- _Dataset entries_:

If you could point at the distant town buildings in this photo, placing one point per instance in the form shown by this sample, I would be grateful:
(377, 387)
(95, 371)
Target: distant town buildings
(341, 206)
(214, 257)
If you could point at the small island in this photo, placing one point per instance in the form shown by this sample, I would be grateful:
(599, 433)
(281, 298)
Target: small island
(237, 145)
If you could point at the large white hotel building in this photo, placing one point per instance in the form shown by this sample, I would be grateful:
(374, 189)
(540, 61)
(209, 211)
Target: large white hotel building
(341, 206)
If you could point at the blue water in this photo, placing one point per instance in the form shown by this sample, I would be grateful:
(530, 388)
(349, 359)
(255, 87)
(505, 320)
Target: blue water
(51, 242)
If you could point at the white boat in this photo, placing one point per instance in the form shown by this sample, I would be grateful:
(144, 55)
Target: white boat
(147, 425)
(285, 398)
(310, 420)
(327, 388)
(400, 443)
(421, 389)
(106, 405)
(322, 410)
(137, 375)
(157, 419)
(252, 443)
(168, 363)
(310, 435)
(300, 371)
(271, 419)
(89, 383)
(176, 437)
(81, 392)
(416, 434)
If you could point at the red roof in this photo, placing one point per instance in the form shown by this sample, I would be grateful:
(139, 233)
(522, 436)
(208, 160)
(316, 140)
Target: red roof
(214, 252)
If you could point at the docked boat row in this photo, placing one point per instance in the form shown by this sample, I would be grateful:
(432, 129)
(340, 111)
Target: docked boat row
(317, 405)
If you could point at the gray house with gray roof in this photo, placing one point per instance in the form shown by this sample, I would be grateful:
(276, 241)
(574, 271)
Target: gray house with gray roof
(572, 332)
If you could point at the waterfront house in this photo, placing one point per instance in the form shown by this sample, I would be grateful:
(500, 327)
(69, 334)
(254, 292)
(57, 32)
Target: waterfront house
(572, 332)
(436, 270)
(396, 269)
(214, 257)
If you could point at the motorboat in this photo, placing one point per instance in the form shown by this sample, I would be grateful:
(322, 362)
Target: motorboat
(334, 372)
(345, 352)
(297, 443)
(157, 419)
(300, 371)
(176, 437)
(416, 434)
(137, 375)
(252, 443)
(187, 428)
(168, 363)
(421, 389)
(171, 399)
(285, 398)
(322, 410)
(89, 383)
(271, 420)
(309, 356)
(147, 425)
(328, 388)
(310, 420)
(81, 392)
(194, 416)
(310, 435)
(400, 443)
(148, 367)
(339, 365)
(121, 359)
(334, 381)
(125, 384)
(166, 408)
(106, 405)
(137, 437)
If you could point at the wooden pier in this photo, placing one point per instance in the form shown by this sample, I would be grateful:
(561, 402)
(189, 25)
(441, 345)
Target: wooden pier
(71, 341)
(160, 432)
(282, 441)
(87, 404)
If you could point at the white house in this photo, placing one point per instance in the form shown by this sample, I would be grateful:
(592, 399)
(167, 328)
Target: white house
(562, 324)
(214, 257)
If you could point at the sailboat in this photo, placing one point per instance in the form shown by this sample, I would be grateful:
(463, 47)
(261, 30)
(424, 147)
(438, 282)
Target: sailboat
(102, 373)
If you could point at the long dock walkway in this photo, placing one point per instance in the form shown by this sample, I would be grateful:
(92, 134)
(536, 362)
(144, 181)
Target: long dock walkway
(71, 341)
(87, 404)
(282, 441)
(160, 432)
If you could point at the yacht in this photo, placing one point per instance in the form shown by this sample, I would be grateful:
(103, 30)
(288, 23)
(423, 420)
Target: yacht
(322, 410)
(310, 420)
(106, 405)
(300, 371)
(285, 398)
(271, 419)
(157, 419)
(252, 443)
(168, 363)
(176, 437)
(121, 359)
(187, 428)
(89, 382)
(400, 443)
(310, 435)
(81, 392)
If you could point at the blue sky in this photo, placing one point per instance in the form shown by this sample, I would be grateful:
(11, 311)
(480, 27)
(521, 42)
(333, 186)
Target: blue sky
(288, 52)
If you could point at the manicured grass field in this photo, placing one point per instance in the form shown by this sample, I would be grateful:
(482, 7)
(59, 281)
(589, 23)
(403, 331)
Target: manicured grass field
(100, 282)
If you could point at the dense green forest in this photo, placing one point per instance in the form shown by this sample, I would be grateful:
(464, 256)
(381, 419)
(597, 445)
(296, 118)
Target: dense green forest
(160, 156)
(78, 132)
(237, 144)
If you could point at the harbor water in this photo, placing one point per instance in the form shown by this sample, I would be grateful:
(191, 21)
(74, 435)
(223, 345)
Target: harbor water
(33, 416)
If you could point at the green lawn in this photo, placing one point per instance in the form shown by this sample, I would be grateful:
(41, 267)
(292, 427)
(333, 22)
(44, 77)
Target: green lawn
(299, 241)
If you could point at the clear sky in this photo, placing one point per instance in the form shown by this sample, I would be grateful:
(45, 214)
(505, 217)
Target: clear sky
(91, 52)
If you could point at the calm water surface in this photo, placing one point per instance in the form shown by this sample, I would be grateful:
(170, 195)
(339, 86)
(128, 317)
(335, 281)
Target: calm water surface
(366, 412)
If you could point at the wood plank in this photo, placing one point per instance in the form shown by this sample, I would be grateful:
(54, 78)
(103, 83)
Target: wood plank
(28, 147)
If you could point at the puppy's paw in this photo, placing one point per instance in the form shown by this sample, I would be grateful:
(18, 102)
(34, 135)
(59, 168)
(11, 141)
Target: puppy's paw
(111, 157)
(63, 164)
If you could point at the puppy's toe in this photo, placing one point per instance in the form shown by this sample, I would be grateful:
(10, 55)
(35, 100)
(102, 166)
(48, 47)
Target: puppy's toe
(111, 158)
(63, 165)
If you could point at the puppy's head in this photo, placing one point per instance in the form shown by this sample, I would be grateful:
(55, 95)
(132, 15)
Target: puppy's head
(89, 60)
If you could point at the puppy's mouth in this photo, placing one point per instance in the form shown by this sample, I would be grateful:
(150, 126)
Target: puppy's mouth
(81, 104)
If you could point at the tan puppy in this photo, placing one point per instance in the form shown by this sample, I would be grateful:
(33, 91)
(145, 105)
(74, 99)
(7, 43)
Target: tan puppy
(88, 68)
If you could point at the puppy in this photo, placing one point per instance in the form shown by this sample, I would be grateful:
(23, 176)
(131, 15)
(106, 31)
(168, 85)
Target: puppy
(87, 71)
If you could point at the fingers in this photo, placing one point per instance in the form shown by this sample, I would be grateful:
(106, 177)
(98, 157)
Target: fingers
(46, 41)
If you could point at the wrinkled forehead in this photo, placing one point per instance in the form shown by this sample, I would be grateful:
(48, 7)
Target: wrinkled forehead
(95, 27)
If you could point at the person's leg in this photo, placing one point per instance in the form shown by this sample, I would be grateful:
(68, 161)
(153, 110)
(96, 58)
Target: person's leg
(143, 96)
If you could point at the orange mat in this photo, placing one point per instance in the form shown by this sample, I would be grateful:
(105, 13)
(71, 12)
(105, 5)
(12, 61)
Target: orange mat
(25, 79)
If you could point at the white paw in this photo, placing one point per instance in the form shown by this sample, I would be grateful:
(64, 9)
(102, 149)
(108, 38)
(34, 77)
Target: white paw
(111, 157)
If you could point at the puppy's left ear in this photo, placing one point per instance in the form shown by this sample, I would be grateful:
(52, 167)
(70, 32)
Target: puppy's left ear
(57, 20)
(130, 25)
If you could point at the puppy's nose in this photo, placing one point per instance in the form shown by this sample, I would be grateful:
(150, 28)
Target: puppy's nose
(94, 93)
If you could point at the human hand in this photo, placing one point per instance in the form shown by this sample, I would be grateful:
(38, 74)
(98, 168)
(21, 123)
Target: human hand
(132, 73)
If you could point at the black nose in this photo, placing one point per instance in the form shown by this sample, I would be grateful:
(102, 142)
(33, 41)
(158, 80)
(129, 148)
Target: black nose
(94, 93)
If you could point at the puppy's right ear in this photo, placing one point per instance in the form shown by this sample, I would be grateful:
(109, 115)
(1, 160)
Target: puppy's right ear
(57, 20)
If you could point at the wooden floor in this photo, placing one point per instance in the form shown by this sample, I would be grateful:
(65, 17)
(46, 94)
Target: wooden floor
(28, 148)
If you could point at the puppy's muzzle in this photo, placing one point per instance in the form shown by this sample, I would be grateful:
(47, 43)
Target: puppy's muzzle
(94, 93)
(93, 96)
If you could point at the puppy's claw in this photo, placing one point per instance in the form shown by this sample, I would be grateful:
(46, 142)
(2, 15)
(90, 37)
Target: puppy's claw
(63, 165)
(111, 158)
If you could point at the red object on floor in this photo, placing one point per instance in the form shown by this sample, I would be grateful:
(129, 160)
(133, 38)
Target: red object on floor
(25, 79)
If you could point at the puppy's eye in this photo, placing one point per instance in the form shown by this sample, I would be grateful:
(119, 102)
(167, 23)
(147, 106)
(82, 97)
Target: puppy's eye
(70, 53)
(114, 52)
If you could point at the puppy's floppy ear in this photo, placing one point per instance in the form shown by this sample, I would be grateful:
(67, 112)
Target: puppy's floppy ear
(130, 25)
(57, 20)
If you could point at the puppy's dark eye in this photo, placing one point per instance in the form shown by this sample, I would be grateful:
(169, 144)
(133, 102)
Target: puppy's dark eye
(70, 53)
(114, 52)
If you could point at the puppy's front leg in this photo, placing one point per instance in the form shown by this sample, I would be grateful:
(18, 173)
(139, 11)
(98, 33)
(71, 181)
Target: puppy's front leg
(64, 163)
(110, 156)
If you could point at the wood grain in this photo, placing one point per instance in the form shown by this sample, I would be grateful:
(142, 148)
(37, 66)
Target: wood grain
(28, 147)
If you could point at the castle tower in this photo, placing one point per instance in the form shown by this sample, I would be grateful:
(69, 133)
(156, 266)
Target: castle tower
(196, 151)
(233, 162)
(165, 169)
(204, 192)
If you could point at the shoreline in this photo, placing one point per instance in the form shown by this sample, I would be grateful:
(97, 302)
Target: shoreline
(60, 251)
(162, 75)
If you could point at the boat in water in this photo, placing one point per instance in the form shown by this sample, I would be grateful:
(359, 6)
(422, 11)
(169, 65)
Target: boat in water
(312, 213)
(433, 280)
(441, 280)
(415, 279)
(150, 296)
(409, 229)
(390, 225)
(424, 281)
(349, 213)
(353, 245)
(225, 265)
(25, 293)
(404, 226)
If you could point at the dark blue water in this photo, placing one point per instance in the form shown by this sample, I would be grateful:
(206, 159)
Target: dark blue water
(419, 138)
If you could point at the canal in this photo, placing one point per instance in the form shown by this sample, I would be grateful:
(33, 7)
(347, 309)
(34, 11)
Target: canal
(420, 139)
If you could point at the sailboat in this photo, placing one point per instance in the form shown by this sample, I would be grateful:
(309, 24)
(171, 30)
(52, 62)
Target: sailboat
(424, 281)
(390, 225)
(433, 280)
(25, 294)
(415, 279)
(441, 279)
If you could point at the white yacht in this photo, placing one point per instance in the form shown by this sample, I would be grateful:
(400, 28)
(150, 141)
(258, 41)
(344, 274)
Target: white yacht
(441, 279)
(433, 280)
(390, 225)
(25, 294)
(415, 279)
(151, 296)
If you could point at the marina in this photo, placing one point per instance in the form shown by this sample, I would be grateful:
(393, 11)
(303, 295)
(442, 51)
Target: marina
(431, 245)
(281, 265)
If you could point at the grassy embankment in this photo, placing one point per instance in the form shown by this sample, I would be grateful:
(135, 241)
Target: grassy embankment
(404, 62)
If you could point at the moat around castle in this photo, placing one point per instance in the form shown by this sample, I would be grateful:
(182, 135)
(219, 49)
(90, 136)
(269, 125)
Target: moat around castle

- _TASK PROMPT_: For the records above, state the count of lines where "around" appears, without any other text.

- _RESPONSE BOX_: 2